* HOW TO COMPLETE THIS TASK
Give back, exactly and with nothing added, the lines that run from the one containing "on the wooden" to the final line below.

* DATASET
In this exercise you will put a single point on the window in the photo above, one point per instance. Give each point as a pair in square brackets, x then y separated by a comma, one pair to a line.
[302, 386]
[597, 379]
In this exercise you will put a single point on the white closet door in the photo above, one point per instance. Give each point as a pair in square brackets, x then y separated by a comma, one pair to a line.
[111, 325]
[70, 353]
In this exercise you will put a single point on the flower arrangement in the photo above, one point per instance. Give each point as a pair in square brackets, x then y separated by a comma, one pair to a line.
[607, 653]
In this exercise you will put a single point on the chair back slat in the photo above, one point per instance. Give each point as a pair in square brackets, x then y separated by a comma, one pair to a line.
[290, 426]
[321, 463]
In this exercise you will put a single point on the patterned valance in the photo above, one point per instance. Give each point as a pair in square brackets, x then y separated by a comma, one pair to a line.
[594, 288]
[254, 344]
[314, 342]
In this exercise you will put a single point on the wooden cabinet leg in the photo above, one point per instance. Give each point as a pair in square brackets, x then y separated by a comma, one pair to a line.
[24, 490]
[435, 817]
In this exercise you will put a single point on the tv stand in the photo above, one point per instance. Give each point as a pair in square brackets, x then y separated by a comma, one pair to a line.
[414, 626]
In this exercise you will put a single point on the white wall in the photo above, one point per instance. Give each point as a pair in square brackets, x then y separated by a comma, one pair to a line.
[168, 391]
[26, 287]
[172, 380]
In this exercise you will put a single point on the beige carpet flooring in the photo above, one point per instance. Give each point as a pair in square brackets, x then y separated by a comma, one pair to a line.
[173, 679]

* OUTPUT FOR THIS TASK
In this exercise you will put a single point on the wooden cabinet leg in the photo above, one point per instance. Give each point as a pair in square brackets, x then y separated by a comma, one pair to a line.
[24, 490]
[435, 817]
In this exercise you will put a single point on the tv stand in the photo above, one point per instance. Give each point as a pair in square brackets, x then y separated by a comma, one pair to a line.
[414, 626]
In this exercise you will put a single point on the white wall in the photo above, one point per instance. Give each point as a pair in square brackets, x then y separated by a comma, one pair to a line.
[168, 391]
[26, 287]
[172, 380]
In this exercise you will put a single point on the beige carpet flooring in the photo above, one point per instance. Give each point as a pair in square brackets, x then y separated by a comma, one pair to a line.
[173, 679]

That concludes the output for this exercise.